Provided text:
'Junk science' misleads a gullible publicI take issue with...

the Forum

March 11, 1993

'Junk science' misleads a gullible public

I take issue with your statement in "Junk science in the courtroom" (editorial, March 3) that "scientists are often sharply divided among themselves -- as the debates over biological evolution, global warming, and 'Big Bang' cosmology suggest."

That statement itself reflects the scientific naivete the editor was speaking against, and it can only comfort purveyors of a certain type of "junk science."

For example, the debates over evolution result primarily from creation "scientists" who are trying to foster their "junk science" on a scientifically naive population.

A creation "scientist" who has a degree in hydraulic engineering, say, is hardly qualified to give a measured opinion about the validity of biological evolution, especially when he misrepresents the evidence in order to promote his own brand of "science."

Among scientists who are qualified to give opinions about evolution, the vast majority accept the reality of evolution, though some may differ on what forces are most important in its cause.

Also, there is substantial evidence in support of the "Big Bang" theory of cosmic origins. Creation scientists ignore and misrepresent that evidence in order to promote their "junk science."

Again, among qualified scientists, differences are primarily in theories as to what caused the "Big Bang," not whether it actually occurred.

Things to do:
(1) Return the portion of the letter running from "I take issue with your" to "scientifically naive population.".
(2) In the letter, what kind of degree does the example creation "scientist" hold?
(3) Condense the paragraph of the letter that opens with "A creation "scientist" who has a degree" into a single shorter sentence that keeps its main points.
The entries that follow are separate material, unrelated to the letter.

Data under study:
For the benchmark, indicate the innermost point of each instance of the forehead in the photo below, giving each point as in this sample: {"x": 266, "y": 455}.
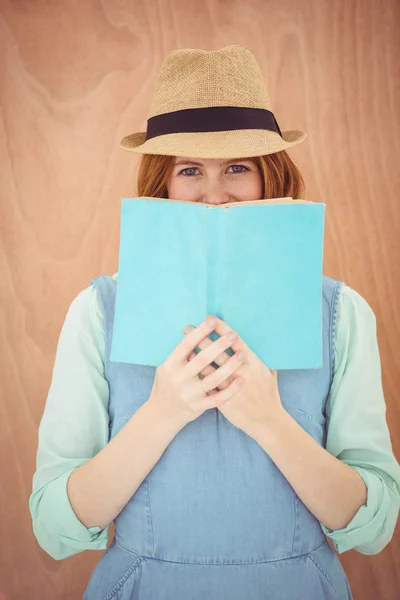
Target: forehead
{"x": 180, "y": 160}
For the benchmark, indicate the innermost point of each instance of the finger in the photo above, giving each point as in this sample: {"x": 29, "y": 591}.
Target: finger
{"x": 207, "y": 371}
{"x": 191, "y": 340}
{"x": 222, "y": 327}
{"x": 210, "y": 369}
{"x": 220, "y": 359}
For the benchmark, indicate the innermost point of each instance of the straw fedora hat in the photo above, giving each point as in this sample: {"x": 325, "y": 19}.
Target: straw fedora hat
{"x": 211, "y": 104}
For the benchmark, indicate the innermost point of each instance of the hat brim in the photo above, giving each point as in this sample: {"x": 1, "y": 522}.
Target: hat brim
{"x": 214, "y": 144}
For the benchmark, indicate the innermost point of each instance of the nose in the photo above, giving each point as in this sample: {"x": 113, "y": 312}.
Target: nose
{"x": 216, "y": 193}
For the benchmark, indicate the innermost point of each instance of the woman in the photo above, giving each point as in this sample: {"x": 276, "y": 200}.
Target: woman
{"x": 216, "y": 490}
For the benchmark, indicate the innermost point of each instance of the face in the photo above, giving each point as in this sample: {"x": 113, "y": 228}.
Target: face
{"x": 214, "y": 180}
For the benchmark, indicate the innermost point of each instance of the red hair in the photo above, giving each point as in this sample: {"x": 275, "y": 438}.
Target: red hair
{"x": 281, "y": 177}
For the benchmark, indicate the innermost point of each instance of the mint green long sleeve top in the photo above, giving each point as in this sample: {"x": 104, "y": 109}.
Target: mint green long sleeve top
{"x": 74, "y": 428}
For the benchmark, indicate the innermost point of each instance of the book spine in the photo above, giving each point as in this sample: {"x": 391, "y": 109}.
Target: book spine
{"x": 216, "y": 243}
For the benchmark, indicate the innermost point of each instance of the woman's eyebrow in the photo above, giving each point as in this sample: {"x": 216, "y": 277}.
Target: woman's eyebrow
{"x": 224, "y": 162}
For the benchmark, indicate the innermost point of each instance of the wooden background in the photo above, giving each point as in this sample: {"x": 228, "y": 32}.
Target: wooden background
{"x": 75, "y": 77}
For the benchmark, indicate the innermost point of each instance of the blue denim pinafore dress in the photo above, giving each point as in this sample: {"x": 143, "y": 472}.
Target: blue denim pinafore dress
{"x": 215, "y": 519}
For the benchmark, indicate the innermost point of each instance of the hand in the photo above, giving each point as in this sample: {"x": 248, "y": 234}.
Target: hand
{"x": 258, "y": 400}
{"x": 177, "y": 391}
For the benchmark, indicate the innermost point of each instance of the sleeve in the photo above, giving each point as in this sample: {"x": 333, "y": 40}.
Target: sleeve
{"x": 357, "y": 430}
{"x": 74, "y": 428}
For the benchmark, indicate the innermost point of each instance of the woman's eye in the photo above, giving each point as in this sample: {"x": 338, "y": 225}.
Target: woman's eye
{"x": 195, "y": 169}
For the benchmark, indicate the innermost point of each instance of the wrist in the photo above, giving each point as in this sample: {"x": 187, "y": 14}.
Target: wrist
{"x": 271, "y": 427}
{"x": 162, "y": 414}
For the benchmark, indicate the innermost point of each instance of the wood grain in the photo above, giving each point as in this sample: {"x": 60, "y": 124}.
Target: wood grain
{"x": 75, "y": 77}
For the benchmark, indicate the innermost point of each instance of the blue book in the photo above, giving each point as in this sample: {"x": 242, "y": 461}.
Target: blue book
{"x": 257, "y": 265}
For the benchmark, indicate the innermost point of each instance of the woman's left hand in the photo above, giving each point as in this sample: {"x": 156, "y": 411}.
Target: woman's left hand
{"x": 258, "y": 400}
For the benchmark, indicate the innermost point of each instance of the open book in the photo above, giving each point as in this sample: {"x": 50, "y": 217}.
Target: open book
{"x": 257, "y": 265}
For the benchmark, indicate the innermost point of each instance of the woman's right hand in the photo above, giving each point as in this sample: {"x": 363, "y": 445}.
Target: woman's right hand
{"x": 177, "y": 389}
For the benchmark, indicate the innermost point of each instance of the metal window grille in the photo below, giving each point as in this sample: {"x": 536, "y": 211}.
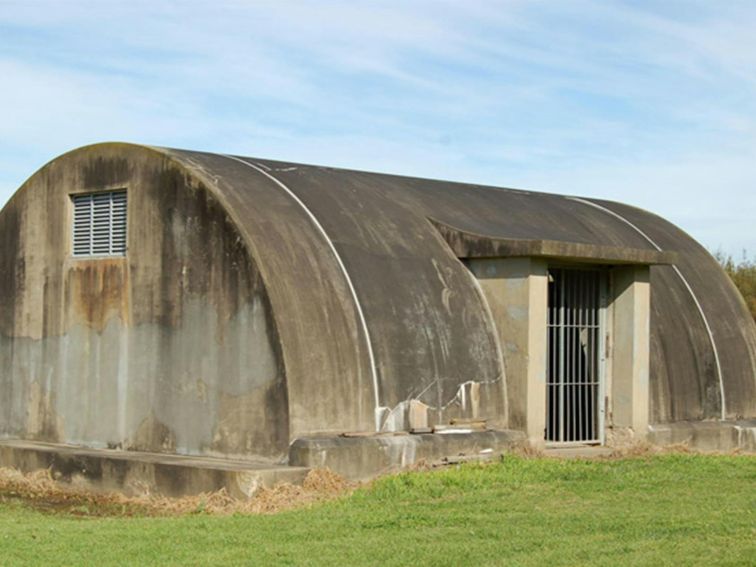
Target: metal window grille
{"x": 575, "y": 361}
{"x": 99, "y": 224}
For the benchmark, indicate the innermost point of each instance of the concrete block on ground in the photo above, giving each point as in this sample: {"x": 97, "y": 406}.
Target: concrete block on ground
{"x": 135, "y": 473}
{"x": 367, "y": 457}
{"x": 722, "y": 436}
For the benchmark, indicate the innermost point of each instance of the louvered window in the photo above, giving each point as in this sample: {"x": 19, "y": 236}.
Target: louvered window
{"x": 99, "y": 224}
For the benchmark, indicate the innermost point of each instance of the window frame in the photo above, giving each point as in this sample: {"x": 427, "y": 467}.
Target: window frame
{"x": 117, "y": 230}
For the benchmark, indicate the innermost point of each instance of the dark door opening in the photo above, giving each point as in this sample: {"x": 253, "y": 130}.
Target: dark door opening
{"x": 574, "y": 343}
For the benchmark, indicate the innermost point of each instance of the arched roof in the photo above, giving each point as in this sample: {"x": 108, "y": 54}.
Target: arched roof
{"x": 365, "y": 285}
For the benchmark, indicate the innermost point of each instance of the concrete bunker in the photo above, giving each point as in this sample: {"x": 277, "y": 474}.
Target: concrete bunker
{"x": 167, "y": 304}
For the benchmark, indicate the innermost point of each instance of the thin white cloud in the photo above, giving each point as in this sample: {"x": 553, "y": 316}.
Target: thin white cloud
{"x": 638, "y": 102}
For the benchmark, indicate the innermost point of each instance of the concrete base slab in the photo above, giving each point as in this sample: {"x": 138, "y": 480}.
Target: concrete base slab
{"x": 136, "y": 473}
{"x": 706, "y": 435}
{"x": 362, "y": 458}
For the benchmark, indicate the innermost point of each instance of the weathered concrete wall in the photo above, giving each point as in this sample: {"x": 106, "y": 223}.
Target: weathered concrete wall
{"x": 516, "y": 290}
{"x": 629, "y": 377}
{"x": 171, "y": 348}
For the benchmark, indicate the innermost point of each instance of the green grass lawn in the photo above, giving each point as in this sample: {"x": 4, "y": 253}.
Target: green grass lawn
{"x": 665, "y": 510}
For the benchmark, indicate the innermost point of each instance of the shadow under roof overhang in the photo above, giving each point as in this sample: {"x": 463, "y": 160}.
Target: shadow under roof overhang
{"x": 469, "y": 245}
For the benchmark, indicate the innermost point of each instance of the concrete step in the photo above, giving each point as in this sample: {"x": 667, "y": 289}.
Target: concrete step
{"x": 135, "y": 473}
{"x": 577, "y": 451}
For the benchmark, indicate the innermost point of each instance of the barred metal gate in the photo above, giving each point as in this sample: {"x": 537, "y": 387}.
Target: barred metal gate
{"x": 574, "y": 408}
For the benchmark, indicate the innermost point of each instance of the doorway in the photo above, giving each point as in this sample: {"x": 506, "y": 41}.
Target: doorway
{"x": 575, "y": 343}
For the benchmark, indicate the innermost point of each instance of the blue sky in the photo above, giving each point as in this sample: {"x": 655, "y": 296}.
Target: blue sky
{"x": 650, "y": 103}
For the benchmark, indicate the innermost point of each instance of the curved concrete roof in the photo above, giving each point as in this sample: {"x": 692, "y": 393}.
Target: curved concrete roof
{"x": 366, "y": 286}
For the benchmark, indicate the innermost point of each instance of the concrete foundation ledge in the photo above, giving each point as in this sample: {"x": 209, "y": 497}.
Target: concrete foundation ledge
{"x": 722, "y": 436}
{"x": 136, "y": 473}
{"x": 362, "y": 458}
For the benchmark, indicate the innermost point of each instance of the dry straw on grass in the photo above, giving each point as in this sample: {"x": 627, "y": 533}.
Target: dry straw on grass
{"x": 43, "y": 492}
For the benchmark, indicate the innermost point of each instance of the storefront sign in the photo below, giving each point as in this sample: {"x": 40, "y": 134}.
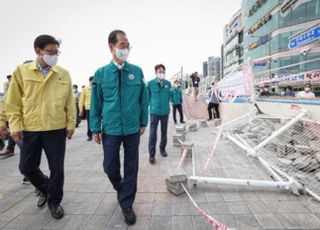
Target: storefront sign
{"x": 313, "y": 76}
{"x": 304, "y": 38}
{"x": 256, "y": 7}
{"x": 290, "y": 4}
{"x": 263, "y": 40}
{"x": 259, "y": 23}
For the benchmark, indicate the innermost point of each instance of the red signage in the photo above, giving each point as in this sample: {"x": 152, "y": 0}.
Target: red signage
{"x": 314, "y": 76}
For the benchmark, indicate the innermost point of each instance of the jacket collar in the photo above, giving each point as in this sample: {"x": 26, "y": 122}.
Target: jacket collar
{"x": 116, "y": 68}
{"x": 33, "y": 65}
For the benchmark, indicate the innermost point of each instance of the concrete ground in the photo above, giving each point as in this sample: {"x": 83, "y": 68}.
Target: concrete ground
{"x": 90, "y": 201}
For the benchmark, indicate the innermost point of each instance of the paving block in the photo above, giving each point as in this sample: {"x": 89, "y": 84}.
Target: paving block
{"x": 193, "y": 127}
{"x": 203, "y": 124}
{"x": 175, "y": 187}
{"x": 177, "y": 139}
{"x": 181, "y": 129}
{"x": 177, "y": 175}
{"x": 187, "y": 146}
{"x": 315, "y": 145}
{"x": 217, "y": 122}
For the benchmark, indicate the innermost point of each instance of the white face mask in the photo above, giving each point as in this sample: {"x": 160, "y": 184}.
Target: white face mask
{"x": 161, "y": 76}
{"x": 50, "y": 60}
{"x": 122, "y": 54}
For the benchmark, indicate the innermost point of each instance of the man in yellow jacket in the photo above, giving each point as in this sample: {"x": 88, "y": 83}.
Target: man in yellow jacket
{"x": 84, "y": 106}
{"x": 41, "y": 113}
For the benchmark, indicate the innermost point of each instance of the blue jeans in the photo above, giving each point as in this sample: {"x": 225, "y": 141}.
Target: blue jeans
{"x": 154, "y": 120}
{"x": 126, "y": 186}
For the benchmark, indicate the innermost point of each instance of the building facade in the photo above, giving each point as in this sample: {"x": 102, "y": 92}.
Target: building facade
{"x": 281, "y": 42}
{"x": 232, "y": 53}
{"x": 205, "y": 69}
{"x": 214, "y": 67}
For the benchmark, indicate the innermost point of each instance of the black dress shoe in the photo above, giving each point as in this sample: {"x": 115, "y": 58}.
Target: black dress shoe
{"x": 152, "y": 160}
{"x": 42, "y": 200}
{"x": 129, "y": 216}
{"x": 25, "y": 180}
{"x": 57, "y": 211}
{"x": 163, "y": 153}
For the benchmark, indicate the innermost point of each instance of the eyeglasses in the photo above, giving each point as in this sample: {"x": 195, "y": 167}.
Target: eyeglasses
{"x": 52, "y": 52}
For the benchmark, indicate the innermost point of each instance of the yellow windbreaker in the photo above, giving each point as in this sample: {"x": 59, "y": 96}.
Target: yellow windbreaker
{"x": 85, "y": 98}
{"x": 40, "y": 103}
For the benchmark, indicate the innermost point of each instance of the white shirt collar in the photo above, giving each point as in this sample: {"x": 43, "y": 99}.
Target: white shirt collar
{"x": 119, "y": 66}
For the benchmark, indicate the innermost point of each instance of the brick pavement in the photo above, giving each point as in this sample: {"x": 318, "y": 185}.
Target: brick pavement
{"x": 90, "y": 202}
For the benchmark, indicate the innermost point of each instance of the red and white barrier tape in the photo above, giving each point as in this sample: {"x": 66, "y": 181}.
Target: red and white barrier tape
{"x": 216, "y": 224}
{"x": 184, "y": 154}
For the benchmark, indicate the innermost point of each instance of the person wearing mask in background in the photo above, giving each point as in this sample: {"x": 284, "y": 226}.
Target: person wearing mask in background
{"x": 176, "y": 100}
{"x": 119, "y": 116}
{"x": 214, "y": 102}
{"x": 41, "y": 114}
{"x": 83, "y": 117}
{"x": 11, "y": 144}
{"x": 84, "y": 106}
{"x": 159, "y": 94}
{"x": 307, "y": 93}
{"x": 288, "y": 92}
{"x": 265, "y": 92}
{"x": 76, "y": 96}
{"x": 195, "y": 81}
{"x": 2, "y": 139}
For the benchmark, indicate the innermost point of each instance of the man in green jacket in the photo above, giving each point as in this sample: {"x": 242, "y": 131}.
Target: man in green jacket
{"x": 159, "y": 93}
{"x": 176, "y": 100}
{"x": 119, "y": 115}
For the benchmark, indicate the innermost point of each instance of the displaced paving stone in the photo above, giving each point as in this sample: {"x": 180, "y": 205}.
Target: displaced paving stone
{"x": 177, "y": 175}
{"x": 286, "y": 162}
{"x": 193, "y": 127}
{"x": 177, "y": 139}
{"x": 175, "y": 187}
{"x": 203, "y": 124}
{"x": 315, "y": 145}
{"x": 181, "y": 129}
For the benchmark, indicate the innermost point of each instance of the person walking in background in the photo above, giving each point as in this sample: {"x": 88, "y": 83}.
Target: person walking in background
{"x": 118, "y": 116}
{"x": 84, "y": 106}
{"x": 307, "y": 93}
{"x": 176, "y": 100}
{"x": 288, "y": 92}
{"x": 159, "y": 93}
{"x": 76, "y": 96}
{"x": 214, "y": 102}
{"x": 195, "y": 81}
{"x": 41, "y": 114}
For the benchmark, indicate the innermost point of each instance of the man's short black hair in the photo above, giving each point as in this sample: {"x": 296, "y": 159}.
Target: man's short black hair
{"x": 112, "y": 39}
{"x": 159, "y": 66}
{"x": 43, "y": 40}
{"x": 27, "y": 61}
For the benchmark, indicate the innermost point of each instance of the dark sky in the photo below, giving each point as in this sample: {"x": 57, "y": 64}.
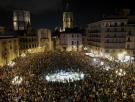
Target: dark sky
{"x": 48, "y": 13}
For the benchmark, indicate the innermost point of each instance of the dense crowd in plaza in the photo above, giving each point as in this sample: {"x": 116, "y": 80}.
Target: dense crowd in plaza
{"x": 104, "y": 81}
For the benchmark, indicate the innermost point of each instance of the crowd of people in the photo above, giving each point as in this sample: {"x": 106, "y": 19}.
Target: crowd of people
{"x": 103, "y": 82}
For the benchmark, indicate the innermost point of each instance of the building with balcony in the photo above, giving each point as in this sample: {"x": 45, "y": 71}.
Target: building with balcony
{"x": 21, "y": 19}
{"x": 107, "y": 37}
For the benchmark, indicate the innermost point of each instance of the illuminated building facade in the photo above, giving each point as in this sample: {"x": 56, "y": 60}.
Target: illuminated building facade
{"x": 21, "y": 19}
{"x": 107, "y": 37}
{"x": 67, "y": 18}
{"x": 71, "y": 40}
{"x": 44, "y": 39}
{"x": 9, "y": 49}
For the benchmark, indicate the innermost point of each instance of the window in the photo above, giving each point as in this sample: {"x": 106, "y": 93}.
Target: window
{"x": 72, "y": 42}
{"x": 128, "y": 46}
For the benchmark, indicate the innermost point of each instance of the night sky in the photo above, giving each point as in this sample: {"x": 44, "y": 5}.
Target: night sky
{"x": 48, "y": 13}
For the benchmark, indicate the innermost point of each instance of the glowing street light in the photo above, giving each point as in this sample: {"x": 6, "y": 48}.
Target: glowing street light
{"x": 23, "y": 55}
{"x": 120, "y": 72}
{"x": 11, "y": 63}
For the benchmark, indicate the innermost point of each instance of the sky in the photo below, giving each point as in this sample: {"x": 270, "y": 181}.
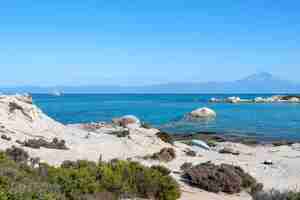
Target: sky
{"x": 138, "y": 42}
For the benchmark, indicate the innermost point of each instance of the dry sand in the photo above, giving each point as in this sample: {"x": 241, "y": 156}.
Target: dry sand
{"x": 21, "y": 120}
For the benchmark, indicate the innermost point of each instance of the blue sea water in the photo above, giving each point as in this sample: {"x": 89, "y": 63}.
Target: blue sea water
{"x": 166, "y": 111}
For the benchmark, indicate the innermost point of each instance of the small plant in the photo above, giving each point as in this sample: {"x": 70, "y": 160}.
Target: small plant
{"x": 219, "y": 178}
{"x": 17, "y": 154}
{"x": 185, "y": 166}
{"x": 82, "y": 180}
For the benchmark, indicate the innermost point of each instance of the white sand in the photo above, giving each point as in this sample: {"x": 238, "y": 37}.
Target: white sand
{"x": 30, "y": 122}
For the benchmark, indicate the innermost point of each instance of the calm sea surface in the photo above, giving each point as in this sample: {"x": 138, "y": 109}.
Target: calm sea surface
{"x": 166, "y": 111}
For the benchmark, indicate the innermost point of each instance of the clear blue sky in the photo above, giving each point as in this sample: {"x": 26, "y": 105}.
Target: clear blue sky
{"x": 143, "y": 42}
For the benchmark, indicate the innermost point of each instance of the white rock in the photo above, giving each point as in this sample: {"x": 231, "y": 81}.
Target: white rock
{"x": 201, "y": 144}
{"x": 294, "y": 100}
{"x": 128, "y": 121}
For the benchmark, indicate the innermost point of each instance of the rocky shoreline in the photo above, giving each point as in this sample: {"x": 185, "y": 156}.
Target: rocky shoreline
{"x": 25, "y": 126}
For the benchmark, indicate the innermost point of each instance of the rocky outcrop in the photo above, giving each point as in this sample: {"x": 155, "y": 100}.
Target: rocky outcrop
{"x": 127, "y": 121}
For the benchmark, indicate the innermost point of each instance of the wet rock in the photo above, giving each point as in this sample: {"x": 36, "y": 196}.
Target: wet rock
{"x": 227, "y": 150}
{"x": 127, "y": 121}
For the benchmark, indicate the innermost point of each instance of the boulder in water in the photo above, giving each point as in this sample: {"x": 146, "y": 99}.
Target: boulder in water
{"x": 203, "y": 113}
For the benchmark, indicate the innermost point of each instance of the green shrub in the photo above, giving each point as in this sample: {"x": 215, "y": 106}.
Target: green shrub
{"x": 82, "y": 180}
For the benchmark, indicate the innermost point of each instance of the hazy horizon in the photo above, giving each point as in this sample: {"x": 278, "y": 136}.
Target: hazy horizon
{"x": 146, "y": 43}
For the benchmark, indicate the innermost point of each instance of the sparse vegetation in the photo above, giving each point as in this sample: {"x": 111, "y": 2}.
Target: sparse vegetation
{"x": 219, "y": 178}
{"x": 81, "y": 180}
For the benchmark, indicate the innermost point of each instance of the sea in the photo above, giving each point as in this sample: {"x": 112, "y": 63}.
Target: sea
{"x": 167, "y": 111}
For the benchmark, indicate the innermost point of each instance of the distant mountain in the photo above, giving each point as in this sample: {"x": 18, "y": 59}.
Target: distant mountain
{"x": 255, "y": 83}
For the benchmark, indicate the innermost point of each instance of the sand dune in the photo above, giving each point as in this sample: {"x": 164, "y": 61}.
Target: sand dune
{"x": 22, "y": 120}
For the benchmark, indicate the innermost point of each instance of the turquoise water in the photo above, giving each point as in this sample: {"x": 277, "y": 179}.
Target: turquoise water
{"x": 166, "y": 111}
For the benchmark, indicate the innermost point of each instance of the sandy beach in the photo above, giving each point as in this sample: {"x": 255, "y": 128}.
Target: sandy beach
{"x": 21, "y": 120}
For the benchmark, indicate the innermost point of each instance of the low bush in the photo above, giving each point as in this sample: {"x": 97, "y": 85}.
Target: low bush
{"x": 276, "y": 195}
{"x": 82, "y": 180}
{"x": 161, "y": 169}
{"x": 219, "y": 178}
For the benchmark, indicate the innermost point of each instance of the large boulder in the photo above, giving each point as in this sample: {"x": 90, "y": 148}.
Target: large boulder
{"x": 233, "y": 99}
{"x": 127, "y": 121}
{"x": 203, "y": 113}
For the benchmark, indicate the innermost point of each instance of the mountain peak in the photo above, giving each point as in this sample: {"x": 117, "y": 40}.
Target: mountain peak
{"x": 263, "y": 76}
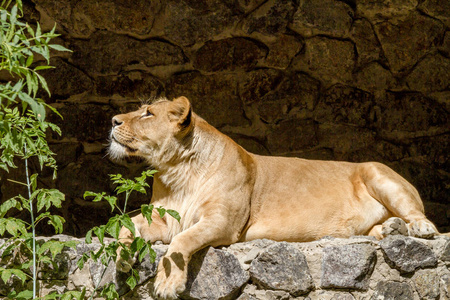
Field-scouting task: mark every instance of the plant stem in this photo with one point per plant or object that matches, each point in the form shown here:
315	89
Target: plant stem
127	194
33	226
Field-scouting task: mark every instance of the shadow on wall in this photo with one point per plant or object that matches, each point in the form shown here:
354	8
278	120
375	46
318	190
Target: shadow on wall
344	80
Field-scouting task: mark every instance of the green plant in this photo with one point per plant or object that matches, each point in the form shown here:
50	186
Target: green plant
108	251
23	131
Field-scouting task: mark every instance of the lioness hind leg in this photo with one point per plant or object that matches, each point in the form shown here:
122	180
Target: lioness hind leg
399	197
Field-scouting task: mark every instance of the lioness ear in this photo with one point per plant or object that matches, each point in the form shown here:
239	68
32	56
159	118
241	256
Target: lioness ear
181	112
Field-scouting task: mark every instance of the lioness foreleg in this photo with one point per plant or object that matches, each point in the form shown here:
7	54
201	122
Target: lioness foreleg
399	197
156	231
171	276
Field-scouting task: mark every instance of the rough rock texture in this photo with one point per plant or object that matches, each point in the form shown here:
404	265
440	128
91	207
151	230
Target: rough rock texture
282	267
328	269
407	254
348	266
323	79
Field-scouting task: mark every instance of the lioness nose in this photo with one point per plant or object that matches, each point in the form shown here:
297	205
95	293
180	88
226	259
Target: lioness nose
116	121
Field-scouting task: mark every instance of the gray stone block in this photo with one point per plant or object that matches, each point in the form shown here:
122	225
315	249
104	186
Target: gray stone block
348	266
407	254
282	267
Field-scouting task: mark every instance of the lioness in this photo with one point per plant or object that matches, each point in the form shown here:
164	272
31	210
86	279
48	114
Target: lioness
225	194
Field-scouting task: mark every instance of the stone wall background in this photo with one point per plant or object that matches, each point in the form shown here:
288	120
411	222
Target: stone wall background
355	80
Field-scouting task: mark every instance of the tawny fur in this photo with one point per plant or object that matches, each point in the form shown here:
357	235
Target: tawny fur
225	194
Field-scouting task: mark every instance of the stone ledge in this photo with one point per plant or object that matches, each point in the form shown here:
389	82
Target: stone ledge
331	268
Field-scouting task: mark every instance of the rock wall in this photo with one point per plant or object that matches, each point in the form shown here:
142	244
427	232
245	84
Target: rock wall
353	80
397	267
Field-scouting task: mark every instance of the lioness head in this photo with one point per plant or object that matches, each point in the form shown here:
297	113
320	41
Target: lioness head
153	131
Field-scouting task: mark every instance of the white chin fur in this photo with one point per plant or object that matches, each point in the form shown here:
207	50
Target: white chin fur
117	151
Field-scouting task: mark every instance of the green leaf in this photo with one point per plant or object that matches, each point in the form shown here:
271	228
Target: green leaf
83	259
88	237
24	295
145	250
57	222
29	61
132	282
38	68
33	180
55	247
112	201
48	198
13	226
59	47
37	108
147	211
5	275
113	227
152	255
7	205
100	233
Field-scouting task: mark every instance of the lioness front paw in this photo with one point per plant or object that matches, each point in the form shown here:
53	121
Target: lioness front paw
170	281
422	229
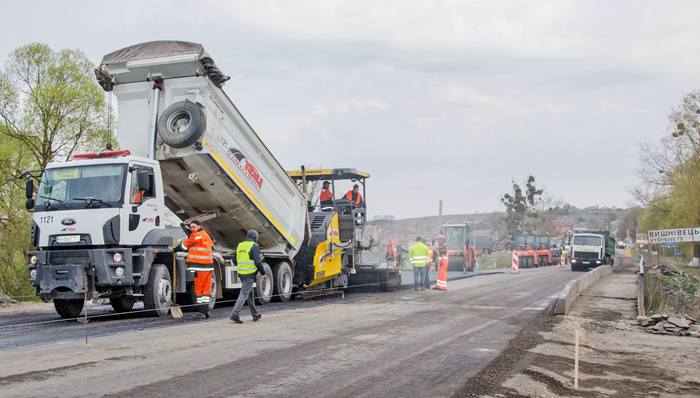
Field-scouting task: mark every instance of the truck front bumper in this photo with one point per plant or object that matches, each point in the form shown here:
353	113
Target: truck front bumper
67	274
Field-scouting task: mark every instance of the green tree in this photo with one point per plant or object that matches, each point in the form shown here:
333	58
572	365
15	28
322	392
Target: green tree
670	172
628	226
522	208
51	104
14	221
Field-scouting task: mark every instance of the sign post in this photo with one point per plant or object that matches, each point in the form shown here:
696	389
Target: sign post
672	236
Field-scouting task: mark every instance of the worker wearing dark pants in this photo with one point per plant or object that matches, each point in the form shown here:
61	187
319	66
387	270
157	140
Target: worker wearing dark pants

Per-task outputs:
(1)
I take issue with your statement in "Junk science in the courtroom" (editorial, March 3) that "scientists are often sharply divided among themselves -- as the debates over biological evolution, global warming, and 'Big Bang' cosmology suggest."

That statement itself reflects the scientific naivete the editor was speaking against, and it can only comfort purveyors of a certain type of "junk science."

For example, the debates over evolution result primarily from creation "scientists" who are trying to foster their "junk science" on a scientifically naive population.

(2) A degree in hydraulic engineering.

(3) A creation "scientist" with a hydraulic engineering degree is not qualified to judge whether biological evolution is valid, particularly when misrepresenting the evidence to promote a personal brand of "science."